For the data below, give again exactly the lines from the one containing "Exercise. Mark the asphalt" through the one containing "Exercise. Mark the bollard", both ends included, and no others.
* * * *
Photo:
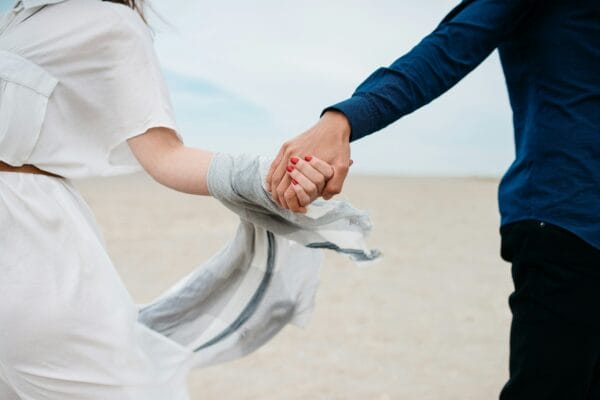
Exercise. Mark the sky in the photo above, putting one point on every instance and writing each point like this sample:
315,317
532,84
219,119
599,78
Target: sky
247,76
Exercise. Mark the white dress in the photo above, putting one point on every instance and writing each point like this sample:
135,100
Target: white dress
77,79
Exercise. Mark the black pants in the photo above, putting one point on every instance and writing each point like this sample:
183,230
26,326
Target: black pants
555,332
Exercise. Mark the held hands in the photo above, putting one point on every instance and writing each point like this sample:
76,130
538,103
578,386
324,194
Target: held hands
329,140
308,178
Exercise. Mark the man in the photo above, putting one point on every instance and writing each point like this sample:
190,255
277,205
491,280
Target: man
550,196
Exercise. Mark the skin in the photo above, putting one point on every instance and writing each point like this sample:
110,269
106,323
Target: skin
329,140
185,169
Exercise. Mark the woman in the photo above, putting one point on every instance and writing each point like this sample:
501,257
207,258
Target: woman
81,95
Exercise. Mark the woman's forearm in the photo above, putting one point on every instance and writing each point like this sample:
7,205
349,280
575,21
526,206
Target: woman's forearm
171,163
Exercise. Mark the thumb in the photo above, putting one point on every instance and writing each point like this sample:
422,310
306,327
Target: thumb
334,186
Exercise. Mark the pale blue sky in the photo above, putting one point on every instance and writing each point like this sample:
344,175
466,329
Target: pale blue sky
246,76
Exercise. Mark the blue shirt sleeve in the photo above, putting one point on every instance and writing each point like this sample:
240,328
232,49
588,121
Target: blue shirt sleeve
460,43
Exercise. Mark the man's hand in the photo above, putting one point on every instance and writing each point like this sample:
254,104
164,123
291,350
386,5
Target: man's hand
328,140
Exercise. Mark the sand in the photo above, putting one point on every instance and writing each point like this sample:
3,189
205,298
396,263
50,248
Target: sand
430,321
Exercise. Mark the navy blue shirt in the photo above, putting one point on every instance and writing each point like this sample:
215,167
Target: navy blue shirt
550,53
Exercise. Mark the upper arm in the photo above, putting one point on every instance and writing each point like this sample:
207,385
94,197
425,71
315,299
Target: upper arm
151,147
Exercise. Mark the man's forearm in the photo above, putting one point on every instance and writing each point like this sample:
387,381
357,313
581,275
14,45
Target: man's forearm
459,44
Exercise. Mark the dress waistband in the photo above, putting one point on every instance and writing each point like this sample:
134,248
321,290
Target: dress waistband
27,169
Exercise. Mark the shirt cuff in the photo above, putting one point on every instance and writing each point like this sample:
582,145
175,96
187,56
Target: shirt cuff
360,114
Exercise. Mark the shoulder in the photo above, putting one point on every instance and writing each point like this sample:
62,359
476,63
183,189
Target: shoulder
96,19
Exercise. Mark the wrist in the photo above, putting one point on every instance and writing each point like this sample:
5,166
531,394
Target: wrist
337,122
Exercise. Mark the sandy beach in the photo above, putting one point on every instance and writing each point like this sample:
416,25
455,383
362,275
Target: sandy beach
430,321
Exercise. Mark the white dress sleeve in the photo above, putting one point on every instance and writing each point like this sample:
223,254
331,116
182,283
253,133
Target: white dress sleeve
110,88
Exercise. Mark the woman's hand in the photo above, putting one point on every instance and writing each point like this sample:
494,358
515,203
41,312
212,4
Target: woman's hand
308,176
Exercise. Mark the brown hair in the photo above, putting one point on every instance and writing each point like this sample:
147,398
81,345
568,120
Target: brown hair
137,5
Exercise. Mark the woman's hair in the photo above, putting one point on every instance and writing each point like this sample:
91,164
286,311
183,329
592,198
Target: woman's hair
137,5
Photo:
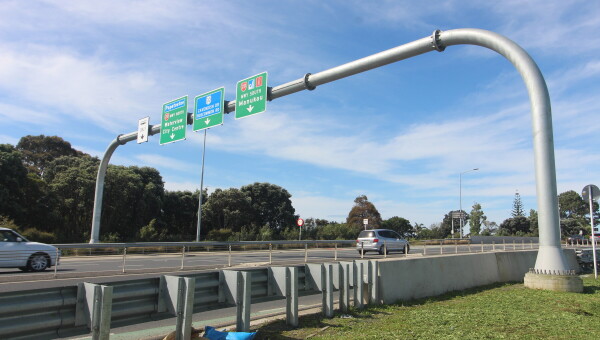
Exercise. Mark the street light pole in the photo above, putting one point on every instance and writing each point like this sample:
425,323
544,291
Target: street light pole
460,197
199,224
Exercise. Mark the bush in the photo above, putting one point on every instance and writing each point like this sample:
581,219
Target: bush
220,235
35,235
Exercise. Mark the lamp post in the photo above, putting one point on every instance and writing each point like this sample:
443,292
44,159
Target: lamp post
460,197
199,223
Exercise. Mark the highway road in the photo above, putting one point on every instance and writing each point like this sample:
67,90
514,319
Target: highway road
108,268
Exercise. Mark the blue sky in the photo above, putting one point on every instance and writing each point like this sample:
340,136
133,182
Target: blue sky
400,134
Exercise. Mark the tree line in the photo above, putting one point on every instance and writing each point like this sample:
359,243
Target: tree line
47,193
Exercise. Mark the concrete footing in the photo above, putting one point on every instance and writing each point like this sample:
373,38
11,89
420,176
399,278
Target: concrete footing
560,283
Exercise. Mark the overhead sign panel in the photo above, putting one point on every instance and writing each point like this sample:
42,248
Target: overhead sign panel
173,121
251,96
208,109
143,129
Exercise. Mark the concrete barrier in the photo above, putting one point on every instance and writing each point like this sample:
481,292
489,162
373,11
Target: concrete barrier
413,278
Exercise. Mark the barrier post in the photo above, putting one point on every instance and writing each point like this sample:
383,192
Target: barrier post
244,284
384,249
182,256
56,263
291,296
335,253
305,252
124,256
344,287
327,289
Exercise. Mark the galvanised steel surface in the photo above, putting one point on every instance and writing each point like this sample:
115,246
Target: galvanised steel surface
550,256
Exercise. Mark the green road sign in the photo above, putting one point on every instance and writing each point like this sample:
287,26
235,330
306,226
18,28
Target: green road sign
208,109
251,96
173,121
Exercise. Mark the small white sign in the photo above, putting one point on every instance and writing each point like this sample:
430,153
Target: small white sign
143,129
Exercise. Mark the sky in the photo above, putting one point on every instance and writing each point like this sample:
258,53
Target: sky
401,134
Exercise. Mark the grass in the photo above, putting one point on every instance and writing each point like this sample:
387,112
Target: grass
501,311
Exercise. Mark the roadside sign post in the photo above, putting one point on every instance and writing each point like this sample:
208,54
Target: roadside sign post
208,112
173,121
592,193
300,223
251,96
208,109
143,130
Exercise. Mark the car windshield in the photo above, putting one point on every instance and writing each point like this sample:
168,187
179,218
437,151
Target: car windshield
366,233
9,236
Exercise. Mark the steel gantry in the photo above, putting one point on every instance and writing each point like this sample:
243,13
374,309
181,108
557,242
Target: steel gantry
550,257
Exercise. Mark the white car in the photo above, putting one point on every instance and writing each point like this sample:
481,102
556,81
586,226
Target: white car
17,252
* * * *
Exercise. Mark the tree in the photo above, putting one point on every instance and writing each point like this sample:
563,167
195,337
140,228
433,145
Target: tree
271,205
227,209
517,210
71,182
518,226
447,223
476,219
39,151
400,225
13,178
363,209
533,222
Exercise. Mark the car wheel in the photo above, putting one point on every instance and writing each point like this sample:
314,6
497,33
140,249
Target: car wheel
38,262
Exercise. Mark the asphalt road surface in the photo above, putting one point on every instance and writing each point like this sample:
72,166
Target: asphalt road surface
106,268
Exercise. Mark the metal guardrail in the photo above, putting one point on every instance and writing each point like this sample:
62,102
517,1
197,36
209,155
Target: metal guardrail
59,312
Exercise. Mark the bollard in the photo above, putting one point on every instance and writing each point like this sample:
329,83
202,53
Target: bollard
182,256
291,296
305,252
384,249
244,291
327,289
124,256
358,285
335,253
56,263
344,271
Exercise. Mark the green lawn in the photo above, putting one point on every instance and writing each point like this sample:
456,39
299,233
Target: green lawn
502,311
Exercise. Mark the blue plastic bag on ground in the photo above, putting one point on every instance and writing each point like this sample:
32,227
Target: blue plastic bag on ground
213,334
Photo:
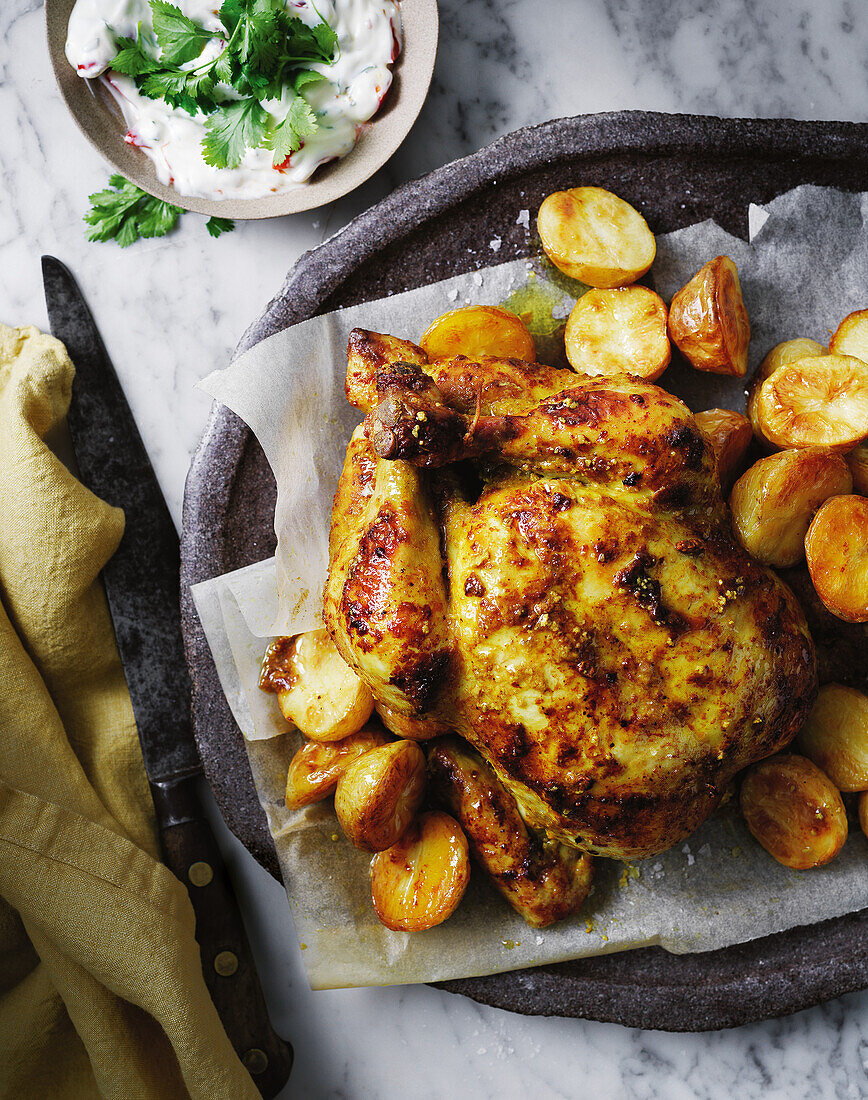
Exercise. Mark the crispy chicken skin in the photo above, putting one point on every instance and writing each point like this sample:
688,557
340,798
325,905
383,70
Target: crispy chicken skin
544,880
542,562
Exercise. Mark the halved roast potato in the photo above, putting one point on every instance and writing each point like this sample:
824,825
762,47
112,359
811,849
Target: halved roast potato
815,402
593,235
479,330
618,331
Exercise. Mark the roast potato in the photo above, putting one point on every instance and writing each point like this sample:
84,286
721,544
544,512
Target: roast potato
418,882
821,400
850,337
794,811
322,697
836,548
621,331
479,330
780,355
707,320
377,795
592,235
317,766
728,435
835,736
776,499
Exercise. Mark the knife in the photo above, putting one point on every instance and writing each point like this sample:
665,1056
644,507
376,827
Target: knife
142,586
* * * *
#### Reply to the task
Exercise. Mark the asphalt road surface in the photo above, putting one point on every instance and writing each point like this sample:
72,166
Target: asphalt road surface
106,268
Exercise. Mark the metal guardrail in the photo above, putting one point on every instance and writing each point like this sample:
62,102
517,1
197,36
209,155
Target: metal guardrail
59,312
Exercise. Mark the bollard in the photo above, putting one point on every instance and writing each point like this sample:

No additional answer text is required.